■ **Work required**: Return every line of the records below without any change, keeping their original order.

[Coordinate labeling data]
== == ==
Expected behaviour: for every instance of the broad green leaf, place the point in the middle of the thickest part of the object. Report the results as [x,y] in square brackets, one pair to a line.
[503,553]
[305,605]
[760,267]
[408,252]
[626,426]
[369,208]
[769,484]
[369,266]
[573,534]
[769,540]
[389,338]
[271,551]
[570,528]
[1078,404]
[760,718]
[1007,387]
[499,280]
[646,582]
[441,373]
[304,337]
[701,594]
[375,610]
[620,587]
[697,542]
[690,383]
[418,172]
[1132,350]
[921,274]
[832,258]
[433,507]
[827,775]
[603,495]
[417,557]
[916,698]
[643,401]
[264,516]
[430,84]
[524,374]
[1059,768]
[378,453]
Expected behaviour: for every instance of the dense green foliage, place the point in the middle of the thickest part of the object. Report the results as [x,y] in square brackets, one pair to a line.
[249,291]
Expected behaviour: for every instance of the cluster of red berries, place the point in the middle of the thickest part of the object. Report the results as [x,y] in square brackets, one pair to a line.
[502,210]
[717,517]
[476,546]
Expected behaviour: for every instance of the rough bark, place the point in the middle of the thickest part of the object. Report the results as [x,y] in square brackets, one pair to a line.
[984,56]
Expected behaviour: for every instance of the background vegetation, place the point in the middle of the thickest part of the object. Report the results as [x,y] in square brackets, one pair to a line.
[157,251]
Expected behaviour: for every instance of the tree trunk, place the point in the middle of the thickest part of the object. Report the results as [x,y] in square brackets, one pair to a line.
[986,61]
== == ==
■ **Task solution**:
Expected behaviour: for every instance of the broad green leaf, place the point in the middle of the thickest part of the object. Report the results as [x,y] in square brackets, one pair to a line.
[503,553]
[305,605]
[760,267]
[408,252]
[626,426]
[369,208]
[769,484]
[369,266]
[573,534]
[769,540]
[389,338]
[271,551]
[570,528]
[1078,404]
[760,718]
[1007,387]
[499,280]
[646,582]
[441,373]
[304,337]
[701,594]
[375,610]
[620,587]
[697,542]
[690,383]
[418,172]
[1132,350]
[921,274]
[832,258]
[433,507]
[827,775]
[603,495]
[417,557]
[916,698]
[643,401]
[264,516]
[430,84]
[524,374]
[1059,768]
[378,453]
Expected behaviour: for every instance of the dense green foliage, place the point in the middle of the thickest part of the object. Report the results as [x,y] in square brackets, one pair to a line.
[249,291]
Expected behaviour: for every instance of the cluster of red berries, place the point in the middle of the thickest part of the object. Report the results as [x,y] in square brackets, one pair to a line.
[502,210]
[717,517]
[476,546]
Expected behaviour: for every instance of the rough bark, place the point in the middle of the thickest part of the object. Report the results as [x,y] in square brackets, one pair to a line.
[984,56]
Expected behaviour: for every instance of the background vegetation, place the point in the middle of the thickest part of the object. Report the results as [x,y] in square brackets, one pair to a line.
[157,251]
Expected behaviour: for every instance of the tree trunk, place the point in the middle of the thickest part of the object. Report the results as [x,y] in square brackets, one pair to a line.
[986,61]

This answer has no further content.